__Directions__.
Can you switch "reflection" to "glare" and give back the records from their start through the line holding "left=82, top=379, right=119, bottom=415", inclusive, with nothing else changed and the pictures left out?
Dataset entries start
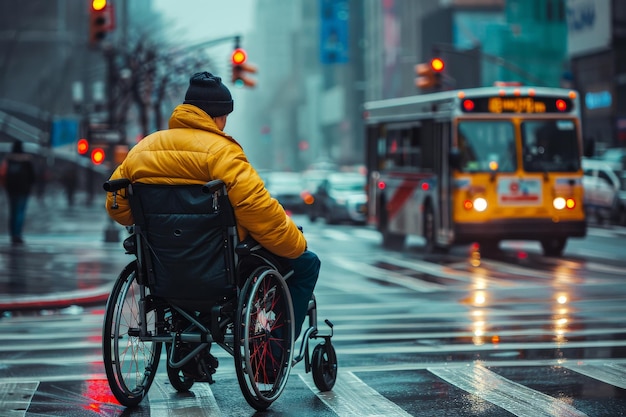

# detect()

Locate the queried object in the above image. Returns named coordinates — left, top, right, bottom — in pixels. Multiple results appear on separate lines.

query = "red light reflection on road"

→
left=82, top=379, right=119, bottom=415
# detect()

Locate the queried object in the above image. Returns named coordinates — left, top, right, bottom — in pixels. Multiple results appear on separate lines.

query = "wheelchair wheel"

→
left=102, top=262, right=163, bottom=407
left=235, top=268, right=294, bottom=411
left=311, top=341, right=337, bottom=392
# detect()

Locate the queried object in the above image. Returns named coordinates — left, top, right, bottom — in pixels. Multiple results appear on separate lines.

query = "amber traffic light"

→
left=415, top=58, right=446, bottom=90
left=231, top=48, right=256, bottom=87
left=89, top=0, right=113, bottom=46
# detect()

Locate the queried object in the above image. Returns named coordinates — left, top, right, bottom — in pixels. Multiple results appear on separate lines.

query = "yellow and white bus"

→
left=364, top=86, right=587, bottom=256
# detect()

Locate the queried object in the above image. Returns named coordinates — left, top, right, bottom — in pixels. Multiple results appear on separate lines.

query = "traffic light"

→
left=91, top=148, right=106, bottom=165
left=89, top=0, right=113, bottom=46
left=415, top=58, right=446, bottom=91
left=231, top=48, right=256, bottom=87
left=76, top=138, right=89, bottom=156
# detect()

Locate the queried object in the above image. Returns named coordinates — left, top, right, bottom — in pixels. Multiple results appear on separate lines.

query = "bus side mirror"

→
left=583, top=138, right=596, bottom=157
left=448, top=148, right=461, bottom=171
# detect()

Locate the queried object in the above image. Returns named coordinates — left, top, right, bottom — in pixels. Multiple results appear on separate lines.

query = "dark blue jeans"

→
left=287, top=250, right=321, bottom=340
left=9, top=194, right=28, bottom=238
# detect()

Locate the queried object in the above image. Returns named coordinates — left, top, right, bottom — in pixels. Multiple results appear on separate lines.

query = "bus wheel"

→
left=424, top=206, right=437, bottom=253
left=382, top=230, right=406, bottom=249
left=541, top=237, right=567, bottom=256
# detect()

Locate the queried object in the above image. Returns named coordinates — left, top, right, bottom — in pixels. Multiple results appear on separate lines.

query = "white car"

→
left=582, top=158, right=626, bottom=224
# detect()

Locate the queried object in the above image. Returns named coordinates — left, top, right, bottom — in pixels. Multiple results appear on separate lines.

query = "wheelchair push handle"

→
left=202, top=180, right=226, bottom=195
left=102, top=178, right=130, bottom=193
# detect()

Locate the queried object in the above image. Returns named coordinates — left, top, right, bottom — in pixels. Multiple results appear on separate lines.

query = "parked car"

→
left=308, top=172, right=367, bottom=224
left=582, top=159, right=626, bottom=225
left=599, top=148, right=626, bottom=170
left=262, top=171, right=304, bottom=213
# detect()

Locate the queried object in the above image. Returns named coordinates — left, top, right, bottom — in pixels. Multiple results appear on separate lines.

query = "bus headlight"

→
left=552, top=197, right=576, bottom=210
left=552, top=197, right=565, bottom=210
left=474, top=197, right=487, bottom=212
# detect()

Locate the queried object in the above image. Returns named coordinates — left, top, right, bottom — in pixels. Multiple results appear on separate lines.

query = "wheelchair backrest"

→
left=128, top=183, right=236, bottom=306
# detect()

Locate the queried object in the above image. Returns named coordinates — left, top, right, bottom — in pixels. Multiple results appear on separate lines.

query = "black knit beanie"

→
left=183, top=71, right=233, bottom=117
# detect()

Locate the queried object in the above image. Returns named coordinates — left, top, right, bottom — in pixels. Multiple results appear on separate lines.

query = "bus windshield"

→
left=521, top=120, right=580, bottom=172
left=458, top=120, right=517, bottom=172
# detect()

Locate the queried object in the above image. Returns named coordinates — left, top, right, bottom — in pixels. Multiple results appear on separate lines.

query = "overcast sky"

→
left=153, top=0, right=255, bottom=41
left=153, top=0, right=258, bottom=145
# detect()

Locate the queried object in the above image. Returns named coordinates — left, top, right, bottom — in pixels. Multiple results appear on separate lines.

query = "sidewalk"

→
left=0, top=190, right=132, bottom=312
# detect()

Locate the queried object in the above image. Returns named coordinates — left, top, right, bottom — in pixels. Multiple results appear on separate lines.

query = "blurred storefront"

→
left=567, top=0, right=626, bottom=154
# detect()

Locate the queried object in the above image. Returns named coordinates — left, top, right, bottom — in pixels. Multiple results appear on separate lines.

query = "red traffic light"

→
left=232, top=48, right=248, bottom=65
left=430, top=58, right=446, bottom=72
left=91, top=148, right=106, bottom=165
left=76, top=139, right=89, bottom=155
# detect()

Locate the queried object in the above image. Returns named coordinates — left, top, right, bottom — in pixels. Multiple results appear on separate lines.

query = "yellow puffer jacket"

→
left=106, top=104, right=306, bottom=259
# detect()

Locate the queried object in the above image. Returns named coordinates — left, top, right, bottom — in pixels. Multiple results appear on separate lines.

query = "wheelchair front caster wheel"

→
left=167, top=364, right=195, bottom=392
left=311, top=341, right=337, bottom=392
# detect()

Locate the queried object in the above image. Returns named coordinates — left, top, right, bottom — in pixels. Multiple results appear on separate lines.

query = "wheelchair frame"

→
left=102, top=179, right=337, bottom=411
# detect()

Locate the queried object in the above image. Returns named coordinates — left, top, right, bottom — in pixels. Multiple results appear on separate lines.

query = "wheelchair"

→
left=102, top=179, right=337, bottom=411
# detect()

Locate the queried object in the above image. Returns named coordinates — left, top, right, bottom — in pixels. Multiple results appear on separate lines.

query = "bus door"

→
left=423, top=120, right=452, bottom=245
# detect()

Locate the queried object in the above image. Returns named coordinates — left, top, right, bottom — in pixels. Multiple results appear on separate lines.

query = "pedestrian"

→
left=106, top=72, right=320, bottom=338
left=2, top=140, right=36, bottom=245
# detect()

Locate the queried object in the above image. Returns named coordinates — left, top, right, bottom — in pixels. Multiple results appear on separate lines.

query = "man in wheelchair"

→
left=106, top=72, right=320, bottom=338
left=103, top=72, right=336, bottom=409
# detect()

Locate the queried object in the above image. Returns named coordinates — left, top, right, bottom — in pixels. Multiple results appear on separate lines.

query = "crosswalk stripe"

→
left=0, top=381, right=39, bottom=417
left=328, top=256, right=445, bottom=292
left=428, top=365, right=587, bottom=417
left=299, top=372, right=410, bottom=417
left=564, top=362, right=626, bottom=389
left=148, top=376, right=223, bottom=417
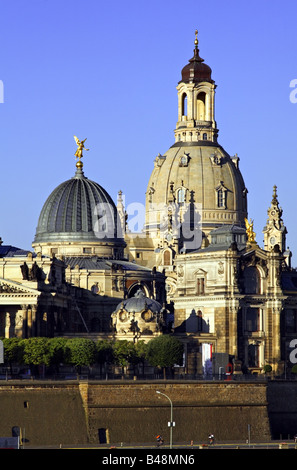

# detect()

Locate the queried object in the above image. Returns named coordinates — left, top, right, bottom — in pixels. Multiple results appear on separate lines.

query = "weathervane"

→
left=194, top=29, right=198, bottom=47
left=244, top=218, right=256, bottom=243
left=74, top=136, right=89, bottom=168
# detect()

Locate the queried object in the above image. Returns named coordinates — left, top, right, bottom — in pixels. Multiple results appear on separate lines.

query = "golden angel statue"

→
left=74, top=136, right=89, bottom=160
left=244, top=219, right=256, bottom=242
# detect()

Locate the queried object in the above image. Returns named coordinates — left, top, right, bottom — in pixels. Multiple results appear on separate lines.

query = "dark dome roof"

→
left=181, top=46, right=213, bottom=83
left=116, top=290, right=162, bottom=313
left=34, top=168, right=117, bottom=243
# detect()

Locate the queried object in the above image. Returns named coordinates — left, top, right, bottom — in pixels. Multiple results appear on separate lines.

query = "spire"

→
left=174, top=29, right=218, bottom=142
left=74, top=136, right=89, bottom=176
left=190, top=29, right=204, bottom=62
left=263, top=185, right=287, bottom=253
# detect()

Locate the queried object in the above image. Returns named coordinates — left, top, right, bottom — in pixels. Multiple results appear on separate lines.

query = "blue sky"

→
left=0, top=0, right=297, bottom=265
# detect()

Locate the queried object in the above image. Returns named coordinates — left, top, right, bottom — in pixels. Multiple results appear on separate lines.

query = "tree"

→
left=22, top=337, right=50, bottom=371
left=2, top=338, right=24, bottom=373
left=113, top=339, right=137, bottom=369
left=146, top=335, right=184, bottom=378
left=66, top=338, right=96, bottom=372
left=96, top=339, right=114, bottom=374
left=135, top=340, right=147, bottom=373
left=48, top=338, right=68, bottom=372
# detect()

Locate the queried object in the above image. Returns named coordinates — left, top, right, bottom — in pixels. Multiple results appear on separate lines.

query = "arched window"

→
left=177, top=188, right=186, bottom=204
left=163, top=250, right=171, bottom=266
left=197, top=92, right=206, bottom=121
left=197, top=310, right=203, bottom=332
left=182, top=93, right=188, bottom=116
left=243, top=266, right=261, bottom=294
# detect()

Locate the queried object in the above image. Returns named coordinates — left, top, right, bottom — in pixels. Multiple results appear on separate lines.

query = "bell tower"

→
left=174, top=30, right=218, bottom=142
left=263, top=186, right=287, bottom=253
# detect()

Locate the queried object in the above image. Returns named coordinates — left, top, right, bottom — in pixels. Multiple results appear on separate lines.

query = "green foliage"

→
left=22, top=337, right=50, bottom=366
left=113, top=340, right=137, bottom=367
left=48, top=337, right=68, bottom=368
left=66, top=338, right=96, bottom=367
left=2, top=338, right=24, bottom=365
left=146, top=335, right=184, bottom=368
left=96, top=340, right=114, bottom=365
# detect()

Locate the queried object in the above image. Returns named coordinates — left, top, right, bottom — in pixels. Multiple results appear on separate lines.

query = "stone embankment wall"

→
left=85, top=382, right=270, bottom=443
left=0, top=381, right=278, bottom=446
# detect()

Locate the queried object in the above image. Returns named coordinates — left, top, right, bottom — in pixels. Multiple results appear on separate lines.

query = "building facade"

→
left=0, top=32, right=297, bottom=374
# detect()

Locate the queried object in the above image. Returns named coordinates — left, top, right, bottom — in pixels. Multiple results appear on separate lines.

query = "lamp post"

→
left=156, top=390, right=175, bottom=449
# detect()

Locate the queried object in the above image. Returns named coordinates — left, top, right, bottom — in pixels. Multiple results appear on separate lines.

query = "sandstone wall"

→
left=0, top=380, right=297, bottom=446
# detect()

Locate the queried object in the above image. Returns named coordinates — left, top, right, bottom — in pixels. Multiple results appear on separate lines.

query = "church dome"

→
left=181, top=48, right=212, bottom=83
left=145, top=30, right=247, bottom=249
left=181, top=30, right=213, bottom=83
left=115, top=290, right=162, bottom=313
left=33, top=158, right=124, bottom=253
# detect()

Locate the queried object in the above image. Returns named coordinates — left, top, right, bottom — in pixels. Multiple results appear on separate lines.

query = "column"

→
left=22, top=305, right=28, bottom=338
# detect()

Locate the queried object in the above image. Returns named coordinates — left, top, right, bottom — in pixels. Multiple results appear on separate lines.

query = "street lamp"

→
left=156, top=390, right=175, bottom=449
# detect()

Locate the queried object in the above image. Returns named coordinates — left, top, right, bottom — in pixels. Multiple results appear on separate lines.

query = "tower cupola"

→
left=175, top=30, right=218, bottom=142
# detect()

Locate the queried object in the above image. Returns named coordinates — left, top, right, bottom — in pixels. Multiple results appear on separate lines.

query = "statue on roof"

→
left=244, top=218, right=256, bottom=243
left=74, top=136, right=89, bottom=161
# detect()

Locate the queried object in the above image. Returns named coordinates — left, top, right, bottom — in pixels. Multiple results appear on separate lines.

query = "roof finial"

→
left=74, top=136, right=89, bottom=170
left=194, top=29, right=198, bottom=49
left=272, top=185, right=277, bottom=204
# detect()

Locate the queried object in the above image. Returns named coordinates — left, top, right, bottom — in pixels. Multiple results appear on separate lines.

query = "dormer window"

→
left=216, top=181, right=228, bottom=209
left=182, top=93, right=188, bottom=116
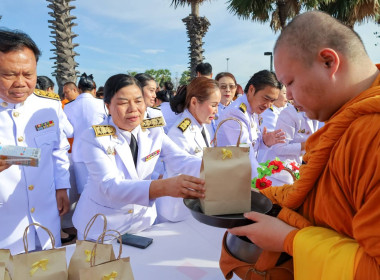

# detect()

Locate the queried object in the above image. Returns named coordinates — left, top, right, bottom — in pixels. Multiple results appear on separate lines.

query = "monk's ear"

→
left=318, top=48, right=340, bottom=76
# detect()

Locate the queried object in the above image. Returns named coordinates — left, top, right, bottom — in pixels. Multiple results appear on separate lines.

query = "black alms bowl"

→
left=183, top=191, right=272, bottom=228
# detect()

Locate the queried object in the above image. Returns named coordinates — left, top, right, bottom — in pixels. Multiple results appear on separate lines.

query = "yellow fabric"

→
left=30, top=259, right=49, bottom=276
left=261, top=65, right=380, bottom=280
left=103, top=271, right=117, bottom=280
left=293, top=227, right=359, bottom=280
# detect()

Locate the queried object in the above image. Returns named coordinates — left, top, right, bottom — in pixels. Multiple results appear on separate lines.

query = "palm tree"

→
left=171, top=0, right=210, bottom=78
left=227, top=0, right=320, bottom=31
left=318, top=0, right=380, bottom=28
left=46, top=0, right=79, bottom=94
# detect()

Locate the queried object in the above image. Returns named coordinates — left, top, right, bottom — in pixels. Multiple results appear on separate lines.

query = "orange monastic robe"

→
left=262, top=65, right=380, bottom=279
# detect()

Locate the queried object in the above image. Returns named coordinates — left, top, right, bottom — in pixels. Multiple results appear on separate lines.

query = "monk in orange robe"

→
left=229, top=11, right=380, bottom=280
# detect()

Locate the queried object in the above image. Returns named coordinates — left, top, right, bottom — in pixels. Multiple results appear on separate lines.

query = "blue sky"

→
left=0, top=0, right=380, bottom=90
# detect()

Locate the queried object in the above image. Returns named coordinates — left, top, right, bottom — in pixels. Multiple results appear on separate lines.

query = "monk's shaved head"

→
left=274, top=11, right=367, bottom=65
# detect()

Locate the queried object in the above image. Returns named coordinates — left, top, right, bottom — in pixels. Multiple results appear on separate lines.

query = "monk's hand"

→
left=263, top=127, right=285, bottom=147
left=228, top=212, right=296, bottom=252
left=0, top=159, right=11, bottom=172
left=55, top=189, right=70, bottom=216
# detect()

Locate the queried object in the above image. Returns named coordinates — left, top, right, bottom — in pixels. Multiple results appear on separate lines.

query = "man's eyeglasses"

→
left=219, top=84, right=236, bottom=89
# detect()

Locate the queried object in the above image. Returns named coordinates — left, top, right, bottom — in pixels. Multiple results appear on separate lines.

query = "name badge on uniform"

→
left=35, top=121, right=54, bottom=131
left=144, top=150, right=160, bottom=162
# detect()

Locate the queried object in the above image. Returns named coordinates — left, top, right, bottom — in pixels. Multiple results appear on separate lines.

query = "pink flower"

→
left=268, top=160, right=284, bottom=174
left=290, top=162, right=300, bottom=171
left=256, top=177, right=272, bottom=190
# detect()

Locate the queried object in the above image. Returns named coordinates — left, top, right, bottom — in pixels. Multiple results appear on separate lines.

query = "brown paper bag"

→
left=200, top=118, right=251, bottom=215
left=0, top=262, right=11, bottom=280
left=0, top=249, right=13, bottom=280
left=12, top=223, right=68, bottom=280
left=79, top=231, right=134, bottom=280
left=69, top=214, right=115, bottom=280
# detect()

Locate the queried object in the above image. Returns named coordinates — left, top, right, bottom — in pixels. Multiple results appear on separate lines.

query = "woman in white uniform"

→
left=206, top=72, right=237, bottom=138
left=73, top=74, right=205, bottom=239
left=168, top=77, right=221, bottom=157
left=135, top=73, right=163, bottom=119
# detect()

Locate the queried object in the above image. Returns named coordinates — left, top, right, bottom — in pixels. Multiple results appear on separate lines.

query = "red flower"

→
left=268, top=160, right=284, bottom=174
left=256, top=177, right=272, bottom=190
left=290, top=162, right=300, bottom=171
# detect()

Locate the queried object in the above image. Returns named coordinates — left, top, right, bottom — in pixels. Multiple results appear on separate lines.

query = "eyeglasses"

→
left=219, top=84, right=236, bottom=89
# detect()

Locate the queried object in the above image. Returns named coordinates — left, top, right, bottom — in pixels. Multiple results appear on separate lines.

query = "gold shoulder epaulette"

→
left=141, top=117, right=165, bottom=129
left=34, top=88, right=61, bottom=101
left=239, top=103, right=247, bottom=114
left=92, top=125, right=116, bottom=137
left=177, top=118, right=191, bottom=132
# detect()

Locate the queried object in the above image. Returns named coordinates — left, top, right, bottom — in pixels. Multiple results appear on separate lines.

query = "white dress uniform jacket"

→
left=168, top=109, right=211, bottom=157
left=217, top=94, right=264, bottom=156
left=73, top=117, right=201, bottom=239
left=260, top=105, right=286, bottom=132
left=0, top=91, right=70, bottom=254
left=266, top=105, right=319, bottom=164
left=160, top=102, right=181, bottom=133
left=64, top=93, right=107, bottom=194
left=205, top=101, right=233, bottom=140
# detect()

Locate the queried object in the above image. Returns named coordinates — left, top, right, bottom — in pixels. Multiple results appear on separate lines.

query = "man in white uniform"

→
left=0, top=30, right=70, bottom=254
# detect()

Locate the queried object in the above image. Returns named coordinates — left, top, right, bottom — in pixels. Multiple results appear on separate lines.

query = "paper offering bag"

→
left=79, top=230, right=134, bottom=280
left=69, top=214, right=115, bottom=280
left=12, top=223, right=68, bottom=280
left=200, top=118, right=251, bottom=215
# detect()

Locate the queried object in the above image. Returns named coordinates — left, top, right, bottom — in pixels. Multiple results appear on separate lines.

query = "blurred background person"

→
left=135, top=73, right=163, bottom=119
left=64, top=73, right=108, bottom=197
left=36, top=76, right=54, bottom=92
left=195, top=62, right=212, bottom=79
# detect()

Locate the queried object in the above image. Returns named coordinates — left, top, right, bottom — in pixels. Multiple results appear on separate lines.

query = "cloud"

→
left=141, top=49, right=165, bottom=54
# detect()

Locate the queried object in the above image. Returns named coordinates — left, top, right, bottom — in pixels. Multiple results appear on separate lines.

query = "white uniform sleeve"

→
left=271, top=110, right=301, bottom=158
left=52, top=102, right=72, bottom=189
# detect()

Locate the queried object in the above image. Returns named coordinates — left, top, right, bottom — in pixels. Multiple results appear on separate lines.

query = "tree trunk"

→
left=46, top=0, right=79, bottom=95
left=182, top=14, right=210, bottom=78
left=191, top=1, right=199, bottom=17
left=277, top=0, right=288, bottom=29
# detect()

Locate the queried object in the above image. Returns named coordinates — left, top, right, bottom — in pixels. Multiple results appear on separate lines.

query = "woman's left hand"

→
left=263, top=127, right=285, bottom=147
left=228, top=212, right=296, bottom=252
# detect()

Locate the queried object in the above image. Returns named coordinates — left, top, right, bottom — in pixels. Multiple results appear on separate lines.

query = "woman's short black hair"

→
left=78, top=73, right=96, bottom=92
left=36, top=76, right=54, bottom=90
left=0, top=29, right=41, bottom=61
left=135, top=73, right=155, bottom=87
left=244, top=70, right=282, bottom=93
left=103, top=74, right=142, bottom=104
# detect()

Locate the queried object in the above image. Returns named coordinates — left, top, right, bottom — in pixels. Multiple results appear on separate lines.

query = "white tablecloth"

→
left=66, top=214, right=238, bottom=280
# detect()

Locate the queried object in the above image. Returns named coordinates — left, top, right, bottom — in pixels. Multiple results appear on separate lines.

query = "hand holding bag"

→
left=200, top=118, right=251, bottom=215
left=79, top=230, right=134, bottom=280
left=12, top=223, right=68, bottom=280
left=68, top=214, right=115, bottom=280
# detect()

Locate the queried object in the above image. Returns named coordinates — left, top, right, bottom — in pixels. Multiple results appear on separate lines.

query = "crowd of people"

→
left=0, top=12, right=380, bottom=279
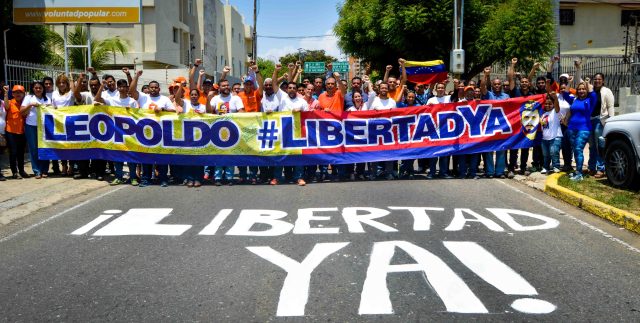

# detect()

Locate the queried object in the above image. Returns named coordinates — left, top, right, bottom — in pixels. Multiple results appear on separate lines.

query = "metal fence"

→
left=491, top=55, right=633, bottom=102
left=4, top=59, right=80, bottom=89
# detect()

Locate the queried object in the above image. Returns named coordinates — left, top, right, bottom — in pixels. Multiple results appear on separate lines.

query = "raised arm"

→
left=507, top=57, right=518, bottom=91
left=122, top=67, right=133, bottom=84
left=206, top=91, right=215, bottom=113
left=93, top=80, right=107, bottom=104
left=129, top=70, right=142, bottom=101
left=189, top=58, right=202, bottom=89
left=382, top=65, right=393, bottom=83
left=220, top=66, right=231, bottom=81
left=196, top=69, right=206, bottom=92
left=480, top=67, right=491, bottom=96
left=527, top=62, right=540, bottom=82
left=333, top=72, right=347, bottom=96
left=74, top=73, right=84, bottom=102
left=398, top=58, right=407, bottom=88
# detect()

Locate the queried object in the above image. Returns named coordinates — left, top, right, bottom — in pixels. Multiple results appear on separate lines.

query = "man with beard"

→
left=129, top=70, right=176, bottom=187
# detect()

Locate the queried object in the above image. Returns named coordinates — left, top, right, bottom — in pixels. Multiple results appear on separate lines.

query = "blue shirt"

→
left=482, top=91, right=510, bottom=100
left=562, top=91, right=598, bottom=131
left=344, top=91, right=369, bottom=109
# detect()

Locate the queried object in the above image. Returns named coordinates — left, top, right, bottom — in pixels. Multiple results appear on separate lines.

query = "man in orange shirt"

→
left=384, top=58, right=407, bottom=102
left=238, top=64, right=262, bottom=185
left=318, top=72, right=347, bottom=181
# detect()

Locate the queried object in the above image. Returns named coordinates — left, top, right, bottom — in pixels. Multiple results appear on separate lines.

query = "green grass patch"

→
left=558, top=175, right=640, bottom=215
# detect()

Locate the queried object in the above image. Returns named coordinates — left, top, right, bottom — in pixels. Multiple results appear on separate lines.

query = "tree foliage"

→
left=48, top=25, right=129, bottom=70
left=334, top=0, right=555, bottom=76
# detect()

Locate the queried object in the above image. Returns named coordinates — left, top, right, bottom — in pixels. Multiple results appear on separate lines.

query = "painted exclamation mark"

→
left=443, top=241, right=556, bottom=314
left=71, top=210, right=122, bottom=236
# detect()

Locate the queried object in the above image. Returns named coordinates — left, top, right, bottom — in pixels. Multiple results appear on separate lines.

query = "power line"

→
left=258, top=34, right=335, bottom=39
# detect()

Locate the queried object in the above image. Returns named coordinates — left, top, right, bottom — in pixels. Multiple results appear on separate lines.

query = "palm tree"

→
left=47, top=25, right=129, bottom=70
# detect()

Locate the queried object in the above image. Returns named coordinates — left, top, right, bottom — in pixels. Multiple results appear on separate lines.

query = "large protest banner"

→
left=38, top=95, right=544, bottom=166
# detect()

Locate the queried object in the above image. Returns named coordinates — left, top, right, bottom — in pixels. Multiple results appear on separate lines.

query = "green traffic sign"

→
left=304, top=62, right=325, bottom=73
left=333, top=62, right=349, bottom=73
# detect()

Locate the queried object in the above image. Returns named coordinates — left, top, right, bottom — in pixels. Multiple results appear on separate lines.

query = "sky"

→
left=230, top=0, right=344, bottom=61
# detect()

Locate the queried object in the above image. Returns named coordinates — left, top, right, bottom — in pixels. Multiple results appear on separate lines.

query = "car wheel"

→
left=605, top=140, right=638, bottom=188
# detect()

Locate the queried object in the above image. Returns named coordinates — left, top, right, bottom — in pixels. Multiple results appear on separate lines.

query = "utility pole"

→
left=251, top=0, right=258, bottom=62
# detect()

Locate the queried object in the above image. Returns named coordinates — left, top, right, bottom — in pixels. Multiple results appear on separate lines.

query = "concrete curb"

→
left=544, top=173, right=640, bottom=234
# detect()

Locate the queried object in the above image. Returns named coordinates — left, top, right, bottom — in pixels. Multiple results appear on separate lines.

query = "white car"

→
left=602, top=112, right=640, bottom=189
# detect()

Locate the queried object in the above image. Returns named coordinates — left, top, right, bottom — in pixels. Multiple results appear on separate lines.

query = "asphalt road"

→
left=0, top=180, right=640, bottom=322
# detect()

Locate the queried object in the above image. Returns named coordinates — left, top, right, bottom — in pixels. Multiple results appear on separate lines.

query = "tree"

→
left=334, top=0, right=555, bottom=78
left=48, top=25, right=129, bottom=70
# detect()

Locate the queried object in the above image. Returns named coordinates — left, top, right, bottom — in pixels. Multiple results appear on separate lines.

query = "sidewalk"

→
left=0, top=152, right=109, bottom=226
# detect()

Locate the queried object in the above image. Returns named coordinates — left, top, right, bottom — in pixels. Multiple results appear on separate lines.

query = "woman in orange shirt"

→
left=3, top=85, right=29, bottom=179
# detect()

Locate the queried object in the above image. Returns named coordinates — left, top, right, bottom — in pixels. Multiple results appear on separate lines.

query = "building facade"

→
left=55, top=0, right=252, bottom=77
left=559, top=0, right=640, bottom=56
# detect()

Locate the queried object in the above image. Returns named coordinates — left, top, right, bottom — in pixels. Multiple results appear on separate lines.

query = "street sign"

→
Dataset entries end
__Exercise solution__.
# detect()

Locate the queried object in the above image. Returns named coordinates — left, top, right, bottom — in pixels. Multiple results appear on separate lines.

query = "red light glare on road"

→
left=82, top=379, right=119, bottom=415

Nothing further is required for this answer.